* **Given passage**:
Experts hope fourth COVID vaccine option a ‘gamechanger’ in battling variants
HONOLULU (HawaiiNewsNow) - The U.S. Food and Drug Administration is expected to authorize a fourth vaccine that could appeal to some skeptics.
Some are calling it a gamechanger.
Novavax’s two-dose vaccine uses conventional technology found in vaccines proven to prevent hepatitis, shingles, and other diseases.
“The protein from the virus is actually provided. And the nice extra effect is that there’s an adjuvant in there and adjuvant is a compound that helps you have a stronger immune response,” Lehrer said.
Dr. Axel Lehrer is associate professor at the University of Hawaii at Manoa’s John A. Burns School of Medicine Department of Tropical Medicine. He uses the same technology in his vaccine research.
He said immunity is typically stronger, longer and broader from protein vaccines, meaning they can be more effective against new variants.
“What we need right now is kind of a variety of different vaccines that work a little bit different in the way how they induce the immunity,” he said.
About 78% of Hawaii residents are fully vaccinated ― a figure that hasn’t changed much over the last few months, despite a surge in cases statewide. Only 40% have been boosted.
He says the challenge with the genetic mRNA vaccines from Pfizer, Moderna and Johnson and Johnson is not knowing how strong a person’s immune response will be and how long it will last.
“The mRNA vaccines require boosters quite often, we don’t know what happens after dose four,” he said.
Another benefit: Those who couldn’t get an mRNA vaccine for health reasons have another option.
And shots can be stored in a regular refrigerator, making them more accessible in hard to reach areas.
Lehrer says mixing different vaccine platforms can also boost immunity.
“We will see a lot of folks getting boosters with the protein vaccine, even people that have gotten the mRNA vaccines as their primary vaccinations,” he said.
Kalihi-Palama Health Center Medical Director Dr. Michael Walter hopes having more options will mean reaching the 23% of the population that still is not vaccinated.
“We have seen an increase in people getting their boosters, 50 and over getting their second boosters, we’ve had a bump in that over the last month or so, as cases have gone up,” he said.
He expects the FDA next week to approve the use of Pfizer and Moderna vaccines in children six months to four years of age, meaning the shots could be available at the end of this month.
The fourth vaccine also offers an alternative for unvaccinated people who worry mRNA technology is too experimental and claim they alter a person’s DNA.
Meantime, Pfizer and Moderna are working on Omicron variant vaccines. But those aren’t expected for another few months.

Records from a data source
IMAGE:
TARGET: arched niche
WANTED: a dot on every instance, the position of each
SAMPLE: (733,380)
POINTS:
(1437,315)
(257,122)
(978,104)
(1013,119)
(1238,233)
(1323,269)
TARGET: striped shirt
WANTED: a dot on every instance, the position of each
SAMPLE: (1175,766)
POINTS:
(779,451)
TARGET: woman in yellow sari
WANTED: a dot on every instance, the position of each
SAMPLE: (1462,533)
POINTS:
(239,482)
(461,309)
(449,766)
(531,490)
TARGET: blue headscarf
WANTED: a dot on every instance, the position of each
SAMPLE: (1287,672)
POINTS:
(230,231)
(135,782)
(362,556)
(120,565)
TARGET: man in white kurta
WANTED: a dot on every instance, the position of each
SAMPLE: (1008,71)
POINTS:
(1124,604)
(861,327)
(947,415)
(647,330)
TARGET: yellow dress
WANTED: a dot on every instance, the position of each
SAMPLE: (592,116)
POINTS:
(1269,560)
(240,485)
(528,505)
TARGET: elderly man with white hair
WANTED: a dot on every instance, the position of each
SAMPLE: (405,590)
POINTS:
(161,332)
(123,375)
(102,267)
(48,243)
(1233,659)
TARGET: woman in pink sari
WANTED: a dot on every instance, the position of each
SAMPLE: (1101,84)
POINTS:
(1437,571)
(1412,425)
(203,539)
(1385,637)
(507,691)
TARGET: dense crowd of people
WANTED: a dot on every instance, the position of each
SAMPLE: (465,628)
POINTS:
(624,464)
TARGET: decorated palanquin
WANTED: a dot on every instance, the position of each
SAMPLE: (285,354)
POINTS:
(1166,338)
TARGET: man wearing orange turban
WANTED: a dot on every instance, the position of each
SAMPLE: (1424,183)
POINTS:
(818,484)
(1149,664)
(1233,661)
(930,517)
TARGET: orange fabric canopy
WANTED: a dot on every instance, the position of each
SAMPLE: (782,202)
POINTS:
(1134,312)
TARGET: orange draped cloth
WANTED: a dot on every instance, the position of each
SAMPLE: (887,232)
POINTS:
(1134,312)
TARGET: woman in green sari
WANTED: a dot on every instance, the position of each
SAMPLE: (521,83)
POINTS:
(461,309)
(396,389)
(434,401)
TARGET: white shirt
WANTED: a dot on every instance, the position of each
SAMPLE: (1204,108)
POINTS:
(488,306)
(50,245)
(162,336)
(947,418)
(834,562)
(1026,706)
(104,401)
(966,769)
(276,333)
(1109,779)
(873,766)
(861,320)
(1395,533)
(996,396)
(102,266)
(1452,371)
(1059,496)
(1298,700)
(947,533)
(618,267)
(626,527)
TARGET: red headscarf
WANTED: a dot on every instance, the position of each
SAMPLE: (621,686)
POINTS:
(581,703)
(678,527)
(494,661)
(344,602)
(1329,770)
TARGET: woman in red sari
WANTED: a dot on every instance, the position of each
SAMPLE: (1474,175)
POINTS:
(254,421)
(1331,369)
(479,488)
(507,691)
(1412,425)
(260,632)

* **Prompt**:
Answer these questions from the article on the Novavax vaccine:
1. What share of Hawaii residents have been boosted?
2. Where can the new vaccine's shots be stored?
3. Who is the medical director of Kalihi-Palama Health Center?
Rely only on the text for this.

* **Response below**:
1. Only 40%.
2. In a regular refrigerator.
3. Dr. Michael Walter.